# Problem details
I need the lines below from the one with "<point>445,343</point>" down to the one with "<point>894,412</point>" reproduced exactly, both ends included, and nothing else.

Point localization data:
++++++++
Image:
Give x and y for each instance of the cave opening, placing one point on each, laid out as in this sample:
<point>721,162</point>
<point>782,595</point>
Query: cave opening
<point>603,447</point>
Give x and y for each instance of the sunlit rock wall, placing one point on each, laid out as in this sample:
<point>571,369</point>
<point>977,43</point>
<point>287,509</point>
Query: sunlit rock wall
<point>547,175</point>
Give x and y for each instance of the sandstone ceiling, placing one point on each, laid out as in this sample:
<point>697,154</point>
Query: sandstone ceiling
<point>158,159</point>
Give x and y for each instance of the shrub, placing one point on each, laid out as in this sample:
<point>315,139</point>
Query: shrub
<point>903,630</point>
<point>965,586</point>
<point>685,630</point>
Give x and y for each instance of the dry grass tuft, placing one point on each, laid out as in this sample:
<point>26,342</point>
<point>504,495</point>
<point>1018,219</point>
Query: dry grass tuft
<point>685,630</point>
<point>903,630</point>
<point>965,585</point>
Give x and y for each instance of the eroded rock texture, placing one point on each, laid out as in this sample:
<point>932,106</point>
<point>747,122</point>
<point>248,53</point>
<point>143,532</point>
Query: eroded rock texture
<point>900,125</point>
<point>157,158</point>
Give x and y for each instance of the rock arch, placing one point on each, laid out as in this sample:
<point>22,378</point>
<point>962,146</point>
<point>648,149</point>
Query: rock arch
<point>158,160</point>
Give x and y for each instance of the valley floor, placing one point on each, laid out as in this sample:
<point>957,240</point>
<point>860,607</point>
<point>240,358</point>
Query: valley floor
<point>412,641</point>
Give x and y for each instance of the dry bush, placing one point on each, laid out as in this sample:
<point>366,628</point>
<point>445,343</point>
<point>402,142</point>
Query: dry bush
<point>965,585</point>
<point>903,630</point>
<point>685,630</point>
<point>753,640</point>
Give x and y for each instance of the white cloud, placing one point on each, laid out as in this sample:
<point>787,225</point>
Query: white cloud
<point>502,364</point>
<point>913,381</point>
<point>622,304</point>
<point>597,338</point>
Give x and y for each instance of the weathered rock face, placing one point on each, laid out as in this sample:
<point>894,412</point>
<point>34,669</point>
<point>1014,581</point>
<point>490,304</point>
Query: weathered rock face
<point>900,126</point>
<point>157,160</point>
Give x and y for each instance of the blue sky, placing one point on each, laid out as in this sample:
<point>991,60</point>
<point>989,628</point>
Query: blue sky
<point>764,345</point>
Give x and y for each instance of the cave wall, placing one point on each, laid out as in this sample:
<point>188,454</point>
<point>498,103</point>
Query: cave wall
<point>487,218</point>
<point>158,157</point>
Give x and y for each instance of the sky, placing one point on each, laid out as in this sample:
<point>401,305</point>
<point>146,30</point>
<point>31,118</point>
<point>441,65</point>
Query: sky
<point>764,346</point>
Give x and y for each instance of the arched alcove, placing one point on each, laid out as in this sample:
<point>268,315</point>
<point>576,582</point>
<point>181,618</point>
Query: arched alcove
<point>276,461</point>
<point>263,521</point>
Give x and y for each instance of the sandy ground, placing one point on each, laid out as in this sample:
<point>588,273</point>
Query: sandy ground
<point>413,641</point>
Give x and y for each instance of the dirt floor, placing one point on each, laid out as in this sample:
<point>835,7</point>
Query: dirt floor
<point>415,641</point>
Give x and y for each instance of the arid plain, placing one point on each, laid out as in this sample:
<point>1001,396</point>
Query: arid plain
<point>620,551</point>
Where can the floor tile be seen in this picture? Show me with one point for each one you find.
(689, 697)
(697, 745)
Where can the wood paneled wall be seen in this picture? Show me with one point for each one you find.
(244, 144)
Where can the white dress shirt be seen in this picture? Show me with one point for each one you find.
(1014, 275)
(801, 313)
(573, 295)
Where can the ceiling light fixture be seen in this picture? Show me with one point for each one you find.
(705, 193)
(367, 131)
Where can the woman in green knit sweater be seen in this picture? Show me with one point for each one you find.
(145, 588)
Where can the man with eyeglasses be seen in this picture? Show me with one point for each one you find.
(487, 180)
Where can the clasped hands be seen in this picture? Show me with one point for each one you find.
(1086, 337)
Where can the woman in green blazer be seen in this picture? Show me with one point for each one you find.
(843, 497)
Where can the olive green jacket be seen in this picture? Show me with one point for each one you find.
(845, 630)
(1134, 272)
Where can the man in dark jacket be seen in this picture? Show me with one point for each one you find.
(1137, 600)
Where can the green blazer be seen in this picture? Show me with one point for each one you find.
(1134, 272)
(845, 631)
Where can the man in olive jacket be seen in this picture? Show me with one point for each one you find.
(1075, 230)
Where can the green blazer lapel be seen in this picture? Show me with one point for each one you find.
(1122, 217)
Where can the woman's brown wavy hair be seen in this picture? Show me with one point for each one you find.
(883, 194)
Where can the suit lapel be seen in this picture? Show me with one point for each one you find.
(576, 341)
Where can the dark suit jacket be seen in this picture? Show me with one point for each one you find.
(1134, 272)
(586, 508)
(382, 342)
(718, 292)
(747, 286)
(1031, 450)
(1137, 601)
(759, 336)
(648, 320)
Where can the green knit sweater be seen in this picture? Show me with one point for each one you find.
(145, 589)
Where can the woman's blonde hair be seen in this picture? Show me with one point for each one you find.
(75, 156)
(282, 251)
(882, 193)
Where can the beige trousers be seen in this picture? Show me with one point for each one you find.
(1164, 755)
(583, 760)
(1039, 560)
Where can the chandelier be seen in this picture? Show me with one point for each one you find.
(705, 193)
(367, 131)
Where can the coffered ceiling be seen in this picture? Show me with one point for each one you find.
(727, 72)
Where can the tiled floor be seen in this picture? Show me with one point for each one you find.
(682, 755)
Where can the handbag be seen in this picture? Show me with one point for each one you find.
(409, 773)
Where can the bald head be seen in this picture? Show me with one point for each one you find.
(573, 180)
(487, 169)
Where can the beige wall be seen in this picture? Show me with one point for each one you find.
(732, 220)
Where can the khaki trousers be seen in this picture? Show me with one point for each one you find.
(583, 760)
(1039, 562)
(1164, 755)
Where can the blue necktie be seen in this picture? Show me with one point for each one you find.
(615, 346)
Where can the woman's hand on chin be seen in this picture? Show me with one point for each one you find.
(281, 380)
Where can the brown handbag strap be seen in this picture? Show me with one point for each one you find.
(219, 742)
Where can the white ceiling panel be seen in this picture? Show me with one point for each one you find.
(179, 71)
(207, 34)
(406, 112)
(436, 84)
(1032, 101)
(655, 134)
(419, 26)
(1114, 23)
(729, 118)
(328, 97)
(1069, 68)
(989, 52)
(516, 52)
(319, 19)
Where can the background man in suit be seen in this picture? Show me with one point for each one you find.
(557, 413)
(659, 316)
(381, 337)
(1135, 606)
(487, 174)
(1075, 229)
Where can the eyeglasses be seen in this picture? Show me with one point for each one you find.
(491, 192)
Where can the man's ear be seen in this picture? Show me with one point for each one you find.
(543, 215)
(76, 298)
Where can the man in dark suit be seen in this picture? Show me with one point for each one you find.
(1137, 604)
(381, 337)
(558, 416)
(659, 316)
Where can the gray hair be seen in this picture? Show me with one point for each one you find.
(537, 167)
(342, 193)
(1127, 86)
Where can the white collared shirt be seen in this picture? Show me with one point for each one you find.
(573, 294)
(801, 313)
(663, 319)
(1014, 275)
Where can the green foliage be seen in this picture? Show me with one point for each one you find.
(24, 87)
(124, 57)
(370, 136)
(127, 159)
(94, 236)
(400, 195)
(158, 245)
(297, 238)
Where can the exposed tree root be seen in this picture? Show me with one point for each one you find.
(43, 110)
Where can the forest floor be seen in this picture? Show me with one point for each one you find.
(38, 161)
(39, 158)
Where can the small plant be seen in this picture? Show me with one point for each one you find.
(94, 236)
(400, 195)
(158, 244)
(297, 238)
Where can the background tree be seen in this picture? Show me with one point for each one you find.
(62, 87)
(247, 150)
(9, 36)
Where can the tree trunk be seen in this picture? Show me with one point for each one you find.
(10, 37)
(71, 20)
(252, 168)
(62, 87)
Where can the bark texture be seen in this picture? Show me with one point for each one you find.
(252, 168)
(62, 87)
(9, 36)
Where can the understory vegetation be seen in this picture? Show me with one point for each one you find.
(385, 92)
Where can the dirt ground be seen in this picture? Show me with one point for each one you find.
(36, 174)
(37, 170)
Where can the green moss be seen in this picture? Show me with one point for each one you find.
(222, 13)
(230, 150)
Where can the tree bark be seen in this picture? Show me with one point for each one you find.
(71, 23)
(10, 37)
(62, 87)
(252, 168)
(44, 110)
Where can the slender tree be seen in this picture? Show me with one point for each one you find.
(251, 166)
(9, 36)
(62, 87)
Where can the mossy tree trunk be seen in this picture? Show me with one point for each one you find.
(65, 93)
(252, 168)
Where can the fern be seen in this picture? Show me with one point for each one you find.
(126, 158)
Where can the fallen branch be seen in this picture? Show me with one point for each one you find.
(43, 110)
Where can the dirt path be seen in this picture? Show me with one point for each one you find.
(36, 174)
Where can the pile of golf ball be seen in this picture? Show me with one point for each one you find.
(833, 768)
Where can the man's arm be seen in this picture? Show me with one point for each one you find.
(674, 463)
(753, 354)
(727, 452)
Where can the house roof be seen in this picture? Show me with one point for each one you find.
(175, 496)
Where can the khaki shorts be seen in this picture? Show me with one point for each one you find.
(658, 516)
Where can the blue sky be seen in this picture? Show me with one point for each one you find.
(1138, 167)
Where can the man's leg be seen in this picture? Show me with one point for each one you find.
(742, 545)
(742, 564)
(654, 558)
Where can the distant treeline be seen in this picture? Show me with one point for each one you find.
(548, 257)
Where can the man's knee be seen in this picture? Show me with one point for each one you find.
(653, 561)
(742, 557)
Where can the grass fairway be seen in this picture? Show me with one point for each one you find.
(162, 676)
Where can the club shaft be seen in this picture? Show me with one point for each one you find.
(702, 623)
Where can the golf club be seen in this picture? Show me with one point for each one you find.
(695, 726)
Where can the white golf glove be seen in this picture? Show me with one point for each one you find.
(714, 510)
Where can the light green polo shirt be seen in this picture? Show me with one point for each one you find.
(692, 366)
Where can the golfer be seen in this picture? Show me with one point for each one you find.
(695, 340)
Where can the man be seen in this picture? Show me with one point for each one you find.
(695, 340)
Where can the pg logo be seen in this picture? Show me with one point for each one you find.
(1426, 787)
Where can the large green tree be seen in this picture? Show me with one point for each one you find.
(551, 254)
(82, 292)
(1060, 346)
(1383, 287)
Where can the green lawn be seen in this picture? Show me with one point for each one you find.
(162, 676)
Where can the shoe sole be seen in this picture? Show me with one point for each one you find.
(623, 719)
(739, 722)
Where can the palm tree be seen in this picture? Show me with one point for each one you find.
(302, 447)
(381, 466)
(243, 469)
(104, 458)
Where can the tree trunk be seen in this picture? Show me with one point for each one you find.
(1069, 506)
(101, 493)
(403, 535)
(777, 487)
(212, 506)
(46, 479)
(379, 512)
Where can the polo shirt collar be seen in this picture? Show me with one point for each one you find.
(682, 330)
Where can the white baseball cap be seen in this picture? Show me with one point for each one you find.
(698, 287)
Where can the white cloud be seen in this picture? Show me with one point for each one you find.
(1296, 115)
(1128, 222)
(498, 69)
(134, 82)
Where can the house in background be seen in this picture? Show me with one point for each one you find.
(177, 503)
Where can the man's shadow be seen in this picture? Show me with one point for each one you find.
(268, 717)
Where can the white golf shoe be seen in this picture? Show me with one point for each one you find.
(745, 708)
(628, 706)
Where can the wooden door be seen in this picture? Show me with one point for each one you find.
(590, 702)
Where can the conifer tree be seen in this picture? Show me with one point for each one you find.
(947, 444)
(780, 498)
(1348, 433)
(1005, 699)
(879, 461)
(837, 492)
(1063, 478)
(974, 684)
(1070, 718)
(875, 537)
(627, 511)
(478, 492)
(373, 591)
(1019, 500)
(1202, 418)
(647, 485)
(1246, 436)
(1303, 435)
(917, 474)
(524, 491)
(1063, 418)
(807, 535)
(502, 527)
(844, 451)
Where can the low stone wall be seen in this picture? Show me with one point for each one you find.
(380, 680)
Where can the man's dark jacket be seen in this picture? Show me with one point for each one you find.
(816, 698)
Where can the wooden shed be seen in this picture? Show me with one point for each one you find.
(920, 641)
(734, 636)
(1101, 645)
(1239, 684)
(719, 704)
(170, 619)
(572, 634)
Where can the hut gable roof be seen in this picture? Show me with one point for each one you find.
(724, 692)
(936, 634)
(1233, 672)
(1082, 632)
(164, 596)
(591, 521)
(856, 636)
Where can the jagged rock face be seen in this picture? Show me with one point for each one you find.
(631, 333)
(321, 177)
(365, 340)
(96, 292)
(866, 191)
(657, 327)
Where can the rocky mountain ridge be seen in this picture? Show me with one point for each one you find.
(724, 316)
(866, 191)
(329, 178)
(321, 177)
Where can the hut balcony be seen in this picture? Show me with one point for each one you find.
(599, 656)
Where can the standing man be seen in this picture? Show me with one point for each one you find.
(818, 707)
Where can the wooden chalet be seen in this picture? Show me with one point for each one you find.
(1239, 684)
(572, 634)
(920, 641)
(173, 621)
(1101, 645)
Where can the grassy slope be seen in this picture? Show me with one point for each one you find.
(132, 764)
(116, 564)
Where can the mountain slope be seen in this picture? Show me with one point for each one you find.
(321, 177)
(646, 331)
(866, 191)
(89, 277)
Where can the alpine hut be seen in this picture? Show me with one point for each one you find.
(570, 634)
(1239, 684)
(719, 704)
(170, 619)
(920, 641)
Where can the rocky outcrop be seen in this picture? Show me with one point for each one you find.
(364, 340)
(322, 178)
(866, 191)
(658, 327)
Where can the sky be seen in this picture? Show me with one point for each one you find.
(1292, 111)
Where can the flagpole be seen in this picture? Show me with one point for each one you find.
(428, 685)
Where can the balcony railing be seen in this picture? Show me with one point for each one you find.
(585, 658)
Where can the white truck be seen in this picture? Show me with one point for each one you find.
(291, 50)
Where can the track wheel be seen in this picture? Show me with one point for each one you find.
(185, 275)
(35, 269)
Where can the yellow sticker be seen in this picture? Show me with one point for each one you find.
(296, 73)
++++++++
# Answer space
<point>445,343</point>
<point>402,142</point>
Query: dry bush
<point>965,585</point>
<point>903,630</point>
<point>685,630</point>
<point>753,640</point>
Give x and y for each instance of the white cloud, placing one point on each, laid out as in this sample:
<point>787,225</point>
Query: white cloud
<point>502,364</point>
<point>913,381</point>
<point>622,304</point>
<point>597,338</point>
Give x and y for each instance of the weathered rock face, placing one point on each, laid out as in this sample:
<point>894,412</point>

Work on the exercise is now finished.